Exercise directions.
Please extend the post on Butler and Nisan's feedback studies, picking up after its last line.

Text passage.
────────────────────────────────────────

MathEd.net: RYSK: Butler's Effects on Intrinsic Motivation and Performance (1986) and Task-Involving and Ego-Involving Properties of Evaluation (1987)

This is the third in a series of posts describing "Research You Should Know" (RYSK).

As teachers, we care not only about what students learn, but why students learn. In a perfect world, we would all agree on what's important to learn and do and be self-motivated to learn and do those things. But our world isn't perfect, and students are motivated to learn and do things for many reasons. Understanding those reasons is important if we want students to be properly motivated and to perform well with the right attitude.

Ruth Butler earned her Ph.D. in developmental psychology from the Hebrew University of Jerusalem in 1982 and was a relatively new professor there when she teamed with veteran educational psychologist Mordecai Nisan, whose career includes time spent at the University of Chicago, Harvard University, The Max Planck Institute for Human Development, and Oxford University. Together, they sought to build upon studies that compared extrinsic vs. intrinsic motivation and positive vs. negative feedback, looking specifically at how different feedback conditions -- ones that can be manipulated by teachers -- affect students' intrinsic motivation.

For their 1986 paper, Effects of No Feedback, Task-Related Comments, and Grades on Intrinsic Motivation and Performance, Butler and Nisan expected that students who received feedback in the form of simple positive and negative comments (without elements of praise or grading/ranking) would remain motivated, while students who received grades or no feedback would generally become less motivated. To test this hypothesis, Butler and Nisan randomly assigned 261 sixth grade students to one of three groups. They gave the students two types of tasks: Task A was a quantitative "speed" task where students created words from the letters of a longer word, while Task B was a qualitative "power" task that encouraged problem solving and divergent thinking.

Butler and Nisan conducted three sessions with the groups:

Session 1: Students performed the tasks.

────────────────────────────────────────

Dataset entries.
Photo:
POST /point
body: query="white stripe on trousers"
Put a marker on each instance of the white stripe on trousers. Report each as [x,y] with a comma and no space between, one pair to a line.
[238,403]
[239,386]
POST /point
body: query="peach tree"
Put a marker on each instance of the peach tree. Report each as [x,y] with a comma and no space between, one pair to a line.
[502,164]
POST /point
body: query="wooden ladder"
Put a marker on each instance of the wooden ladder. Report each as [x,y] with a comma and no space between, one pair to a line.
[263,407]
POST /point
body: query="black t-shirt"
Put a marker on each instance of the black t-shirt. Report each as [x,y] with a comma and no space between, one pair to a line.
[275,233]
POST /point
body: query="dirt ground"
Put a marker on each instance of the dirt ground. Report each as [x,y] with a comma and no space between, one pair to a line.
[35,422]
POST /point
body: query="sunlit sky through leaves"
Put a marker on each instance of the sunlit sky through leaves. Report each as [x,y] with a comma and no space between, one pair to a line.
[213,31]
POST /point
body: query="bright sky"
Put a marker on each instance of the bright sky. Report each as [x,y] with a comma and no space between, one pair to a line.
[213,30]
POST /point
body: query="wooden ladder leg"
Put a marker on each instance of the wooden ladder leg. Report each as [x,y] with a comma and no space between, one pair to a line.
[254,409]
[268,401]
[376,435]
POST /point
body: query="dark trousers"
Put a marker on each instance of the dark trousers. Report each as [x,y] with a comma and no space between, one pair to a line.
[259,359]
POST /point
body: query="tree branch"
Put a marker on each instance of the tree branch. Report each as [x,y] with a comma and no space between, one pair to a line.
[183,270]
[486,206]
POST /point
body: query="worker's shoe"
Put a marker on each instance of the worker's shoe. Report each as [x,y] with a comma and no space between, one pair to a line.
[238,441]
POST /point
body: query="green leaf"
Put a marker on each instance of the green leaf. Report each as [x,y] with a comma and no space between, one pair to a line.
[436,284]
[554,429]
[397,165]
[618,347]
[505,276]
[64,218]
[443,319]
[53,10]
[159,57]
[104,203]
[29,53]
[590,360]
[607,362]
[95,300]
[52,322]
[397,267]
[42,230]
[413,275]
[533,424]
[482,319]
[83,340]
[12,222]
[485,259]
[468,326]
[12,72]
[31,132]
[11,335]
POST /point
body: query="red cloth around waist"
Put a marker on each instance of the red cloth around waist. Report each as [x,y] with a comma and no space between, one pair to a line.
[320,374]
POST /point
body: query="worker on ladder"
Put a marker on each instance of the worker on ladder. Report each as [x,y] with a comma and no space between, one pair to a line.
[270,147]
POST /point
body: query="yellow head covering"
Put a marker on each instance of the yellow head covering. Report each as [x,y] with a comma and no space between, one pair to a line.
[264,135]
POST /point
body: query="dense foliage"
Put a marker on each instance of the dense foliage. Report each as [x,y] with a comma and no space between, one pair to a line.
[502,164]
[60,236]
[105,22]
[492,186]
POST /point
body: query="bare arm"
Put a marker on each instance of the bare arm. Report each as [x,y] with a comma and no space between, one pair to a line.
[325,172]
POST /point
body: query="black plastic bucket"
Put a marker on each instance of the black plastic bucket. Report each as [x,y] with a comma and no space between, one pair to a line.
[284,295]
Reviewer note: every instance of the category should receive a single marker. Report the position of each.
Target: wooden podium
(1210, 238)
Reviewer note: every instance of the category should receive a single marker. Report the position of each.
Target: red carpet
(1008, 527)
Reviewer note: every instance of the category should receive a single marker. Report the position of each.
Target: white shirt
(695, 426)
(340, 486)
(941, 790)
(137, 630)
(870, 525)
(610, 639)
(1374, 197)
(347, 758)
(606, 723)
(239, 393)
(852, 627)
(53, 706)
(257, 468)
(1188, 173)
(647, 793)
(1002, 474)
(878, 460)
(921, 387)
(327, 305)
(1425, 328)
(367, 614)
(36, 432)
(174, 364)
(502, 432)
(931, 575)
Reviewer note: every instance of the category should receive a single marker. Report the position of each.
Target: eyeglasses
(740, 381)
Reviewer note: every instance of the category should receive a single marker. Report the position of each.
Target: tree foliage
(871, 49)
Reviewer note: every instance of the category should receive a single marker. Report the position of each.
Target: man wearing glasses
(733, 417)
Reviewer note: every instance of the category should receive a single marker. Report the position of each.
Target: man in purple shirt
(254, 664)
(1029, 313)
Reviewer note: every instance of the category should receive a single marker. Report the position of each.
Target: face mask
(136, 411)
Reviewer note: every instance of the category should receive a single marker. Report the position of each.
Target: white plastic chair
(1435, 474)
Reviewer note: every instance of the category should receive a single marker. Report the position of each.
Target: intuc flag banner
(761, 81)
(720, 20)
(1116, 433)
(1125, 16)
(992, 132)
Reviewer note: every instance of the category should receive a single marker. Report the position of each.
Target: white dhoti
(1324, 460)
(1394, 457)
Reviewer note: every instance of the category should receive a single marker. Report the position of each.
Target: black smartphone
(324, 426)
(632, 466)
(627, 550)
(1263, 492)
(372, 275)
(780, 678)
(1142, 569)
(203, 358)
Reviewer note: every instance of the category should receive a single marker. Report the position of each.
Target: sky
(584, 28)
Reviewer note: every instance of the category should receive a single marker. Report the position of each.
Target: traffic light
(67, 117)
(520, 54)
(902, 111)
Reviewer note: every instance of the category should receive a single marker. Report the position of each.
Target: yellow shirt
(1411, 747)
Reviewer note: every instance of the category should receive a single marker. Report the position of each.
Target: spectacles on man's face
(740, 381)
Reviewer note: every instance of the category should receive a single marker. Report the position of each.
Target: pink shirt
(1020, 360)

────────────────────────────────────────

Answer for this exercise.
Session 2: Two days after Session 1 the tasks were returned.
- Students in the first group got comments in the form of simple phrases such as, "Your answers were correct, but you did not write many answers," or "You wrote many answers, but not all were correct."
- Students in the second group got numerical grades that were computed to reflect a normal distribution of scores from 30 to 100.
- Students in the third group got their work returned with no feedback.
After students reviewed their previous work, they were given new tasks and told to expect the same type of feedback when they returned for Session 3.
Session 3: Two hours after Session 2 students again reviewed their work and feedback (except for the third group, who got no feedback) from Session 2 and then got a third set of tasks. Students were asked to complete the tasks and were told that they would not get them back. The session ended with a survey of students attitudes towards the tasks.

When Butler and Nisan compared the students' average performance on the tasks in Session 1, all three groups scored approximately the same. That changed in Session 3. On Task A, students receiving comments and grades scored about the same in Session 3 (with an edge to the comments group for the creation of long words), but students receiving no feedback did far worse. For Task B, students receiving comments did significantly better than students who received grades or no feedback, who performed about the same. The only students doing well in Session 3 -- in fact, the only students consistently scoring higher, on average, in Session 3 than in Session 1 -- were the students who received comments.

The survey also showed attitudinal benefits for the comments group, who indicated they found the tasks more interesting and were most willing to do more tasks. Furthermore, 70.5% of students who received comments attributed their effort to their interest in the tasks, compared to only 34.4% of those graded and 43.4% of those receiving no feedback. Only 9% of students receiving comments said their effort was due to a desire to avoid poor achievement, compared to 26.7% of students receiving grades and 9.6% of the no feedback group. Lastly, 86.3% of students receiving comments wanted to keep receiving comments, while only 21% of the graded group wanted to keep receiving grades. The vast majority of graded students, 78.9%, wanted comments. The no feedback group was roughly split 50/50 on wanting comments or grades. None wanted to keep receiving no feedback.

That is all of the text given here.